**Exercise prompt**
Extract the entries in their exact form.

[Natural-language object grounding data]
- Opening Delimiter -
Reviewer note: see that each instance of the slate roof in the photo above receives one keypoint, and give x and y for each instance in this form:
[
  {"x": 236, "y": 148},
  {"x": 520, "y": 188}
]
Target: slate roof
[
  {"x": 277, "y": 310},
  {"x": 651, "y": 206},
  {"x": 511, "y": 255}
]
- Closing Delimiter -
**Solved problem**
Reviewer note: see that each instance of the slate roof in the photo above receives one keypoint, and give x and y for each instance in this form:
[
  {"x": 236, "y": 148},
  {"x": 520, "y": 188}
]
Target: slate roof
[
  {"x": 277, "y": 310},
  {"x": 651, "y": 206},
  {"x": 511, "y": 255}
]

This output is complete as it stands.